# start of Provided data
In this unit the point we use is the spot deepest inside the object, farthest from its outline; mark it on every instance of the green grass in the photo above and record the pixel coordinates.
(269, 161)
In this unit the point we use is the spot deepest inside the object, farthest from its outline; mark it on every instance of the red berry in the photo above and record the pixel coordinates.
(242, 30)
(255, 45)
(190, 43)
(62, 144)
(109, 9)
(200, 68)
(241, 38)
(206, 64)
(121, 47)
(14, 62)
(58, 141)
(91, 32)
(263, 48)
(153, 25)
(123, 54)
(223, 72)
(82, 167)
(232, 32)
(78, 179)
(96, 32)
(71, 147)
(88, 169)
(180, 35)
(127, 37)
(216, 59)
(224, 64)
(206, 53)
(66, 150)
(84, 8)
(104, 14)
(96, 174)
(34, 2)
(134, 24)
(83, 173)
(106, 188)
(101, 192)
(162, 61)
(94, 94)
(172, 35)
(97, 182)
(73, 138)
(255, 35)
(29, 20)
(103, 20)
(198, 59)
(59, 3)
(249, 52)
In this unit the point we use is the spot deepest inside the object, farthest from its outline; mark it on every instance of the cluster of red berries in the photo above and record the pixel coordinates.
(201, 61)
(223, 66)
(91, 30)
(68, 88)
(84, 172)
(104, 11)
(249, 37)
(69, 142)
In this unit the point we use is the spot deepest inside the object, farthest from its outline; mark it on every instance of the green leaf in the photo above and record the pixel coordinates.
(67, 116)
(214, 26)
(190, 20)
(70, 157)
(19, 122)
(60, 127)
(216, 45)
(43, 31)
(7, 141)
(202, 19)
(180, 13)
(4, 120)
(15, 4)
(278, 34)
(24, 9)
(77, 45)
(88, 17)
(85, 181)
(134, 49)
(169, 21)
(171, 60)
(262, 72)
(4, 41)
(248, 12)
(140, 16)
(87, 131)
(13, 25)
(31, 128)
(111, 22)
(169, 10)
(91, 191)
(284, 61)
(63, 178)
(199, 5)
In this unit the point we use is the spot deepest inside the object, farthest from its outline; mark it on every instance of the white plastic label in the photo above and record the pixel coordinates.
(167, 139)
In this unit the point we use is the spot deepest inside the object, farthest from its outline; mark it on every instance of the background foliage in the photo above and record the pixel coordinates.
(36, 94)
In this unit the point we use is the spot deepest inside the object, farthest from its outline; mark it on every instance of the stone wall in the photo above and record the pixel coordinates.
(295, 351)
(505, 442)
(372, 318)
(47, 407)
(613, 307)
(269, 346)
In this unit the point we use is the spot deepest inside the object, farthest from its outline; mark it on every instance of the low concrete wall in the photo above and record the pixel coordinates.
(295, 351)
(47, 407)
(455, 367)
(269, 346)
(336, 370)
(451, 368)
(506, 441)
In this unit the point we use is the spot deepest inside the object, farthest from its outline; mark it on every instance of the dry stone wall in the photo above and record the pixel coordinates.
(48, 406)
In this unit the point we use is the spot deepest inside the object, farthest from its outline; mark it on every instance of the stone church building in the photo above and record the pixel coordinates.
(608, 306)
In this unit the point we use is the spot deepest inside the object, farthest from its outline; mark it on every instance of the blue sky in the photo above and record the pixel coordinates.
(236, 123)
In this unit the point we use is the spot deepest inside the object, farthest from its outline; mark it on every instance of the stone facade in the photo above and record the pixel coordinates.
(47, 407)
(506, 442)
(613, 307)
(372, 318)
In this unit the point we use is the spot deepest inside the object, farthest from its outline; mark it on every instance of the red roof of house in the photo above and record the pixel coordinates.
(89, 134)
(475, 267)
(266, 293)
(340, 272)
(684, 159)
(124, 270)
# end of Provided data
Task goal: The lines above should be duplicated exactly.

Response to this task:
In this unit the point we use is the spot deepest inside the object, farthest from its outline; mark it on every instance of the green grass in the photo above and record the pixel coordinates.
(269, 161)
In this unit the point we use is the spot deepest inside the object, farthest from its outline; mark it on every instance of the red berry in the photo above and record the pixel coordinates.
(242, 30)
(255, 45)
(190, 43)
(62, 144)
(109, 9)
(200, 68)
(241, 38)
(206, 64)
(121, 47)
(14, 62)
(58, 141)
(91, 32)
(263, 48)
(153, 25)
(123, 54)
(223, 72)
(82, 167)
(232, 32)
(78, 179)
(96, 32)
(71, 147)
(88, 169)
(180, 35)
(127, 37)
(216, 59)
(224, 64)
(206, 53)
(66, 150)
(84, 8)
(104, 14)
(96, 174)
(34, 2)
(134, 24)
(83, 173)
(106, 188)
(101, 192)
(162, 61)
(94, 94)
(172, 35)
(97, 182)
(73, 138)
(255, 35)
(29, 20)
(103, 20)
(198, 59)
(59, 3)
(249, 52)
In this unit the point we use is the spot deepest inside the object, farthest from its outline; mark it on every instance of the cluster of red berries in the photo above and record the pixel coordinates.
(201, 61)
(223, 66)
(91, 30)
(68, 88)
(84, 172)
(104, 11)
(249, 37)
(69, 142)
In this unit the point we use is the spot deepest inside the object, farthest from its outline; mark it on every instance of the green leaf in the photo above and record the pixel coordinates.
(67, 116)
(214, 26)
(190, 20)
(70, 157)
(19, 122)
(60, 127)
(216, 45)
(43, 31)
(7, 141)
(202, 19)
(180, 13)
(4, 120)
(15, 4)
(278, 34)
(24, 9)
(77, 45)
(88, 17)
(85, 181)
(134, 49)
(169, 21)
(171, 60)
(262, 72)
(4, 41)
(248, 12)
(140, 16)
(87, 131)
(13, 25)
(31, 128)
(111, 22)
(169, 10)
(91, 191)
(284, 61)
(63, 178)
(199, 5)
In this unit the point we use is the spot deepest inside the object, farthest from its outline; mark it on every instance of the white plastic label in the photo above and record the pixel coordinates.
(167, 139)
In this unit the point we use is the spot deepest inside the object, farthest from its outline; mark it on every instance of the background foliage in the photo above and record the pixel coordinates.
(36, 94)
In this unit the point we use is the spot deepest inside the object, farthest from its outline; mark it on every instance of the stone wall in the photo above and record the pixel coordinates.
(295, 351)
(505, 442)
(372, 318)
(47, 407)
(613, 307)
(269, 346)
In this unit the point we use is the spot deepest inside the object, farthest from its outline; mark it on every instance of the low concrete wall in the photo above and record the pixel coordinates.
(295, 351)
(47, 407)
(455, 367)
(269, 346)
(336, 370)
(451, 368)
(506, 441)
In this unit the point we use is the spot deepest inside the object, farthest from its outline; mark it on every instance of the dry stone wall in the photo above and record the pixel coordinates.
(48, 406)
In this unit the point we use is the spot deepest inside the object, farthest from its outline; mark it on every instance of the stone church building in the photo above and record the pixel coordinates.
(608, 306)
In this unit the point we use is the spot deepest inside the object, farthest from its outline; mark it on every instance of the blue sky in the photo above and record the pixel coordinates.
(236, 123)
In this unit the point we use is the spot deepest inside the object, farthest from its outline; mark it on every instance of the stone facade in the photo above and record the pixel coordinates.
(47, 407)
(506, 442)
(613, 307)
(372, 318)
In this unit the point we use is the spot deepest inside the object, farthest from its outline; mark it on every instance of the red roof of house in the photo above and record the pixel coordinates.
(89, 134)
(475, 267)
(266, 293)
(340, 272)
(684, 159)
(124, 270)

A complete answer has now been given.